ENTREVISTAS
Old Jerusalem
Da palavra à canção
· 14 Nov 2005 · 08:00 ·
Francisco Silva é o músico que dá vida ao projecto Old Jerusalem e de quem se fala, na sequência do lançamento do aclamado Twice the Humbling Sun. Após um hiato de dois anos que separa este registo da promissora estreia materializada no álbum April de 2003, Old Jerusalem volta a surpreender com um songwriting que vem sendo alvo dos mais consensuais elogios. É também um tiro certeiro da editora portuense Bor Land que, numa altura em que completa cinco anos de existência, reúne já um importante espólio. A revelação do trabalho de Old Jerusalem vai dando conta de que podemos ter esperança num cenário mais favorável à escrita de canções em Portugal. Dando ênfase ao uso das palavras, o projecto vem sendo invariavelmente agraciado pela crítica. Na Maia, o espaço Tertúlia Castelense, que tem vindo a merecer a menção de paragem obrigatória no roteiro nocturno da invicta, foi o local escolhido para Old Jerusalem assinalar, com a apresentação ao vivo do seu trabalho, mais um evento relacionado com a passagem dos cinco anos sobre o início de actividade da editora que o deu a conhecer. Foi também o local escolhido pelo Bodyspace para uma conversa coloquial com o mentor do bem-sucedido projecto. Francisco Silva ajuda-nos a desmistificar o fenómeno.
É já um facto inquestionável: és conotado como songwriter de talento, com créditos firmados e que goza de boa reputação junto da crítica. Encaras estas realidades como uma consequência possível do trabalho desenvolvido ou vês nisso um peso um pouco opressivo e escravizante?

◆ Instruções de trabalho:
1/ Segundo a entrevista a Old Jerusalem, qual é o título do álbum de 2003 com que o projecto se estreou?
2/ Escreve a continuação da entrevista a Old Jerusalem a partir do ponto em que termina.

◆ Dados fornecidos:
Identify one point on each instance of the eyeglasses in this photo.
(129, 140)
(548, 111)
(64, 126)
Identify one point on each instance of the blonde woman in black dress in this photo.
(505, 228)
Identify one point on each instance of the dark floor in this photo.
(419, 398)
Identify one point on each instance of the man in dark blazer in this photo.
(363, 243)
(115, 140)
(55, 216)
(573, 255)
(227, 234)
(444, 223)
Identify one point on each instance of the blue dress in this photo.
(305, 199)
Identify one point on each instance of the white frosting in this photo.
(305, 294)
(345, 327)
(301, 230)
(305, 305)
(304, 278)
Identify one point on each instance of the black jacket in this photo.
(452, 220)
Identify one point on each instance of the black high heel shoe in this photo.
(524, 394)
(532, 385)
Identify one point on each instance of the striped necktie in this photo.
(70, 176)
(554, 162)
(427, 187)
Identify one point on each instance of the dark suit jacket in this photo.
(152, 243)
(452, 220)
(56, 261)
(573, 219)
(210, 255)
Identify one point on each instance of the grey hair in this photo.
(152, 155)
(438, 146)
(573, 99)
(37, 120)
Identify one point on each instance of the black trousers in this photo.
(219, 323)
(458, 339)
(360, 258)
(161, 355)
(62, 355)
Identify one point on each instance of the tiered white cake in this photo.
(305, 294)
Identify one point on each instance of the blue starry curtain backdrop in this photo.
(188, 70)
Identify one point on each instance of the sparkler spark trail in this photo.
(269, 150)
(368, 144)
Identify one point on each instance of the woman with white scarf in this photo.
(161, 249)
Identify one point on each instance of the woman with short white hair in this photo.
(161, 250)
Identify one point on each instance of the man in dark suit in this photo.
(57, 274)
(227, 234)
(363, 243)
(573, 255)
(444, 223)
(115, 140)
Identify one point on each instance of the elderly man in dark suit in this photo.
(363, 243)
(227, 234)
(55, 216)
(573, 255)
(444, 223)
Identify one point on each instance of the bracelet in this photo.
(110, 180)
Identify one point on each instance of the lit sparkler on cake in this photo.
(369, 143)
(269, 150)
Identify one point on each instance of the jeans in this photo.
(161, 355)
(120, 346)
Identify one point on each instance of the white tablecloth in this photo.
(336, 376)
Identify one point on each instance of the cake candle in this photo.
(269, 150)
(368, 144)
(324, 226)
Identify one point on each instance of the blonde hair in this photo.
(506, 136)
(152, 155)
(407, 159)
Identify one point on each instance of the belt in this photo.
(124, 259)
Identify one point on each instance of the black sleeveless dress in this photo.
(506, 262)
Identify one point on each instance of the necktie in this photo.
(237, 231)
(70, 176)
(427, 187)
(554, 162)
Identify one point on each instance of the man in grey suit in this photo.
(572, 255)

==

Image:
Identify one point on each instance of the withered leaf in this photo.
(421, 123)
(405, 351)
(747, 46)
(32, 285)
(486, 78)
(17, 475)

◆ Resultados por ordem:
1/ April.

2/
Só se torna um peso em momentos pontuais. Sou completamente receptivo à opinião geral, mas gosto de fazer a minha própria avaliação e é essa que conta mais. E eu posiciono as minhas canções e a minha escrita num determinado patamar. E valorizo-as, senão não faria sentido lançar os discos. Daí que não me preocupe tanto com a possibilidade de não estar à altura das expectativas. Num certo sentido, até me seduz gorar essas expectativas de forma a trocar um pouco as voltas às ideias que se vão fazendo. A simpatia da crítica é muito agradável e não a questiono, mas não posso ter como adquirido que ela vai existir sempre. Por outro lado, também não quero ser alvo daquele elogio um pouco doentio ao ponto de eu dar um mau concerto e haver poucos que mo apontem...

A ânsia de ver chegar o heyday existiu? Houve essa meta a atingir ou aconteceu por acaso?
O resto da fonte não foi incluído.